== What is asked ==
Copy out these records line for line, without changing anything.

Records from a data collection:
▼

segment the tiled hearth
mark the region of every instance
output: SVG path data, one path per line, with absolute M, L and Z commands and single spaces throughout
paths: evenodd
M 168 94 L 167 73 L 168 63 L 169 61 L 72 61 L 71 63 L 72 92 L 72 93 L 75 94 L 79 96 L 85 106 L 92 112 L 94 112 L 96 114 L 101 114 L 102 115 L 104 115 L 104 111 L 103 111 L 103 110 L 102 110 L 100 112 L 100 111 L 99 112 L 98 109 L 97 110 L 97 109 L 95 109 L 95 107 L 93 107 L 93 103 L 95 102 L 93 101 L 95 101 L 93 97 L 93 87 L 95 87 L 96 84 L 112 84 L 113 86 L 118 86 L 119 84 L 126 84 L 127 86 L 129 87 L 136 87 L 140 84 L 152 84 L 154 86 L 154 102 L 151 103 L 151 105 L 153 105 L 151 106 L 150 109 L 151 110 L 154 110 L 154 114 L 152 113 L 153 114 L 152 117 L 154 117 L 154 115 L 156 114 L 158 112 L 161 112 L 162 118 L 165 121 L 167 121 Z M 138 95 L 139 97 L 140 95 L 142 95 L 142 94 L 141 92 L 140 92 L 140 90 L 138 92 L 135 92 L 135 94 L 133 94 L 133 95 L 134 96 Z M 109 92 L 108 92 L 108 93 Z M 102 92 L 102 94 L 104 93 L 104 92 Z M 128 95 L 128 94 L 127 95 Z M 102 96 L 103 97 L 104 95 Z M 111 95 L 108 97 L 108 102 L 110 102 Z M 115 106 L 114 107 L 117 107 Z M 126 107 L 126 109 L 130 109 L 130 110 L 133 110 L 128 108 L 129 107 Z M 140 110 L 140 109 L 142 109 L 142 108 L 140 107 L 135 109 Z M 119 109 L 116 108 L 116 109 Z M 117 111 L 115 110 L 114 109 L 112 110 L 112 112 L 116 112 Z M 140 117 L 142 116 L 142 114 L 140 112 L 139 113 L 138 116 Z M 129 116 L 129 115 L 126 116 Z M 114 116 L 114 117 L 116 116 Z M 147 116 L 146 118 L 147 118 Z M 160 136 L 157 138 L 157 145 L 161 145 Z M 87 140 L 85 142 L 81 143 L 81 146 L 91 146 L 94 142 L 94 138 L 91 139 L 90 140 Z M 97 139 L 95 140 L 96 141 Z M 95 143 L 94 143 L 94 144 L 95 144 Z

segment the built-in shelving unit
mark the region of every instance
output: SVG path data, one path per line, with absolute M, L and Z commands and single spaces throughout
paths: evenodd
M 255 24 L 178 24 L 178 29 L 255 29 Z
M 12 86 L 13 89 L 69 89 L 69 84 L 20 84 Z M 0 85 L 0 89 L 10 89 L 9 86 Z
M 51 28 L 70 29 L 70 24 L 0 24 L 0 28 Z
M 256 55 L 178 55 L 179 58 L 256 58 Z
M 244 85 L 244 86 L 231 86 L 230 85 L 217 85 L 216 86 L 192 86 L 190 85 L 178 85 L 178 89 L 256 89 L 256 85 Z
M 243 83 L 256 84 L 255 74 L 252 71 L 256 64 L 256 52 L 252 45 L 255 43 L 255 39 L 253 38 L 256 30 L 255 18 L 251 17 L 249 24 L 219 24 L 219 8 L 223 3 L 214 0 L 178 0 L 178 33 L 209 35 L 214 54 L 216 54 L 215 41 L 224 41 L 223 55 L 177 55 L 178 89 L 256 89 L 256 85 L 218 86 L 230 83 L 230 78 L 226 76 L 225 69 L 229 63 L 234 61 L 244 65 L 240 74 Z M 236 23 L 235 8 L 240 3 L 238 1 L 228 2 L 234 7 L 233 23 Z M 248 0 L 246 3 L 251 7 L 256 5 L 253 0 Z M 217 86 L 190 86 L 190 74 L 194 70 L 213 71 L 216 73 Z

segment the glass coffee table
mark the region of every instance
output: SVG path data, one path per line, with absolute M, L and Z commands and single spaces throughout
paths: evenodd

▲

== Output for this task ==
segment the tiled hearth
mark the region of every instance
output: SVG path data, one path per line, with absolute M, L and Z commands and single spaces throughout
paths: evenodd
M 168 94 L 167 73 L 168 63 L 169 61 L 72 61 L 71 63 L 72 92 L 72 93 L 75 94 L 79 96 L 85 106 L 92 112 L 94 112 L 96 114 L 101 114 L 102 115 L 104 115 L 104 111 L 103 111 L 103 110 L 102 110 L 100 112 L 100 111 L 99 112 L 98 109 L 97 110 L 97 109 L 95 109 L 95 107 L 93 107 L 93 103 L 95 102 L 93 101 L 95 101 L 93 97 L 93 87 L 95 87 L 96 84 L 112 84 L 113 86 L 118 86 L 119 84 L 126 84 L 127 86 L 129 87 L 136 87 L 140 84 L 152 84 L 154 86 L 154 102 L 151 103 L 151 105 L 153 105 L 151 106 L 150 109 L 151 110 L 154 110 L 154 114 L 152 113 L 153 114 L 152 117 L 154 117 L 154 115 L 156 114 L 158 112 L 161 112 L 162 118 L 165 121 L 167 121 Z M 138 95 L 139 97 L 140 95 L 142 95 L 142 94 L 141 92 L 140 92 L 140 90 L 138 92 L 135 92 L 135 94 L 133 94 L 133 95 L 134 96 Z M 109 92 L 108 92 L 108 93 Z M 102 92 L 102 94 L 104 93 L 104 92 Z M 128 95 L 128 94 L 127 95 Z M 102 96 L 103 97 L 104 95 Z M 111 95 L 108 97 L 108 102 L 110 102 Z M 115 106 L 114 107 L 117 107 Z M 126 107 L 126 109 L 130 109 L 130 110 L 133 110 L 128 108 L 129 107 Z M 140 110 L 140 109 L 142 109 L 142 108 L 140 107 L 135 109 Z M 119 109 L 116 108 L 116 109 Z M 117 111 L 115 110 L 114 109 L 112 110 L 112 112 L 116 112 Z M 140 117 L 142 116 L 142 114 L 140 112 L 139 113 L 138 116 Z M 129 116 L 129 115 L 126 116 Z M 114 116 L 114 117 L 116 116 Z M 147 116 L 146 118 L 147 118 Z M 160 136 L 157 138 L 157 145 L 161 145 Z M 87 140 L 85 142 L 81 143 L 81 146 L 91 146 L 94 142 L 94 138 L 91 139 L 90 140 Z M 97 139 L 95 140 L 96 141 Z M 95 143 L 94 143 L 94 144 L 95 144 Z

segment the built-in shelving unit
mark the region of every instance
output: SVG path data, one path per line, with absolute M, L and Z commands and single spaces throughout
paths: evenodd
M 255 24 L 178 24 L 178 29 L 255 29 Z
M 12 86 L 13 89 L 69 89 L 69 84 L 20 84 Z M 0 85 L 0 89 L 10 89 L 9 86 Z
M 51 28 L 70 29 L 70 24 L 0 24 L 0 28 Z
M 256 55 L 178 55 L 179 58 L 256 58 Z
M 244 85 L 244 86 L 231 86 L 230 85 L 217 85 L 216 86 L 192 86 L 190 85 L 178 85 L 178 89 L 256 89 L 256 85 Z
M 243 83 L 256 84 L 255 74 L 252 71 L 256 64 L 256 52 L 252 45 L 255 43 L 255 39 L 253 38 L 256 30 L 255 18 L 251 17 L 249 24 L 219 24 L 219 8 L 223 3 L 214 0 L 178 0 L 178 33 L 209 35 L 214 54 L 216 54 L 215 41 L 224 41 L 223 55 L 177 55 L 178 89 L 256 89 L 256 85 L 218 86 L 230 83 L 230 78 L 226 76 L 225 69 L 229 63 L 234 61 L 244 65 L 240 74 Z M 236 23 L 235 8 L 240 3 L 238 1 L 228 2 L 234 7 L 233 23 Z M 248 0 L 246 3 L 251 7 L 256 5 L 253 0 Z M 217 86 L 190 86 L 190 74 L 194 70 L 213 71 L 216 73 Z

segment the glass coffee table
mark the region of every instance
output: SVG path data, one path per line, with absolute M, L and Z commands and single spaces throughout
paths: evenodd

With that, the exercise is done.